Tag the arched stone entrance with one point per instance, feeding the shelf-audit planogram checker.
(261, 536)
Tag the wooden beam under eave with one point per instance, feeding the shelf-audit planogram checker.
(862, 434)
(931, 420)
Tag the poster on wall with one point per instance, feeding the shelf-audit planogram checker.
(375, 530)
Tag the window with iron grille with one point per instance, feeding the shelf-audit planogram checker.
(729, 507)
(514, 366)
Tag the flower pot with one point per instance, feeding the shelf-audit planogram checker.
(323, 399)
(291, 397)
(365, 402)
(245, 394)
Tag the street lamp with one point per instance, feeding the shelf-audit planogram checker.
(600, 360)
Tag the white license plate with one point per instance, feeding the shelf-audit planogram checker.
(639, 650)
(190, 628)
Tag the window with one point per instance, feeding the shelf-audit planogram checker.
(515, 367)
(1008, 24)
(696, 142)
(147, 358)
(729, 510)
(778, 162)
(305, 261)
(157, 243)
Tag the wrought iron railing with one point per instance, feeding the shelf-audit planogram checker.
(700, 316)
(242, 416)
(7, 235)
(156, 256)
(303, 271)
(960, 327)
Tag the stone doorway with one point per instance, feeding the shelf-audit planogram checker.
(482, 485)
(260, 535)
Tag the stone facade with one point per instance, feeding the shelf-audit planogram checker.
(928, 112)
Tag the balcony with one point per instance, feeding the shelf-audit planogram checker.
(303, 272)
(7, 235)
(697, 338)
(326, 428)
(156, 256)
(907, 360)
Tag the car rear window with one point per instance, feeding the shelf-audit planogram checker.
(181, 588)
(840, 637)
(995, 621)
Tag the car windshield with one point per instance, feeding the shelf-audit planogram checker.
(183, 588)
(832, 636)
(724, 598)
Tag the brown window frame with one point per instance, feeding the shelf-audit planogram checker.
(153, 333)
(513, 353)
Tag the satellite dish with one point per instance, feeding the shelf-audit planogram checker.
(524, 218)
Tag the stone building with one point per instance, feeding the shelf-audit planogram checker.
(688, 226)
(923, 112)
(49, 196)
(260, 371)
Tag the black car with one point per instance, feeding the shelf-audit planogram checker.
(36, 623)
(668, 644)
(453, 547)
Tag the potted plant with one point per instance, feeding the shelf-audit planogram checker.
★ ★ ★ ★
Exercise directions: Print all of the rows above again, word for word and in the same order, changing nothing.

Final answer:
Tag the arched stone entrance with one point per instance, feeding the shelf-audit planogram checker.
(261, 536)
Tag the wooden beam under eave with one point per instance, feeding the shelf-audit planogram checker.
(862, 434)
(931, 420)
Tag the poster on wall with one point per instance, feeding the shelf-audit planogram checker.
(375, 530)
Tag the window with iron grille with one point per instance, feeding the shelf-audit planogram checker.
(729, 507)
(514, 366)
Tag the flower pot with one point per instance, feeding the shelf-audit planogram checker.
(323, 399)
(291, 397)
(365, 402)
(245, 394)
Tag the street lamp with one point per instance, feeding the shelf-audit planogram checker.
(600, 360)
Tag the white license plate with one point per instance, feeding the shelf-audit planogram checker.
(639, 650)
(190, 628)
Tag the window with one point per instance, feeding the shelf-audit planogram checker.
(515, 367)
(1008, 24)
(696, 142)
(147, 358)
(729, 510)
(778, 162)
(305, 261)
(157, 243)
Tag the wrought iron railing with one point per instance, feeding the shelf-audit planogram checker.
(700, 316)
(242, 416)
(7, 235)
(156, 256)
(303, 271)
(960, 327)
Tag the stone doorway with one point per instance, feeding the shelf-audit planogram checker.
(482, 485)
(260, 535)
Tag the stone facade with one point per instance, feeding the shelf-audit planogram checker.
(928, 112)
Tag the balcony with one point per instance, feeding the shelf-audit planogram checker.
(303, 272)
(7, 235)
(697, 338)
(326, 428)
(156, 256)
(907, 360)
Tag the car rear window with one point per instance, feeding the shelf-audit planogram checker.
(181, 588)
(840, 637)
(995, 621)
Tag the car windshield with one point per instance, feeding the shelf-audit planogram checker.
(183, 588)
(832, 636)
(724, 598)
Tag the brown window frame with one point per instance, feeding the shelf-audit planogram checker.
(153, 333)
(513, 353)
Tag the satellite dish with one point per instance, feeding the shelf-audit planogram checker.
(524, 218)
Tag the stone building with one point per instance, feeding the shelf-audit planogram checker.
(688, 226)
(923, 112)
(49, 196)
(260, 371)
Tag the black car with one point per instance, feeding the shelf-audit planogram checker.
(36, 623)
(668, 644)
(453, 547)
Tag the potted plant with one point per instance, feeding the shelf-audit planogram checker.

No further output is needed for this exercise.